→ TO DO: Please write out the records exactly.

→ DATA EXTRACT:

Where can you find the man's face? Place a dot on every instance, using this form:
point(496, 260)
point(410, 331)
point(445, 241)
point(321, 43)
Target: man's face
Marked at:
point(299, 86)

→ SOLUTION FOR THIS TASK:
Where can you find the man's face? Place a dot on every instance, using this form:
point(496, 260)
point(410, 331)
point(445, 241)
point(321, 43)
Target: man's face
Marked at:
point(299, 86)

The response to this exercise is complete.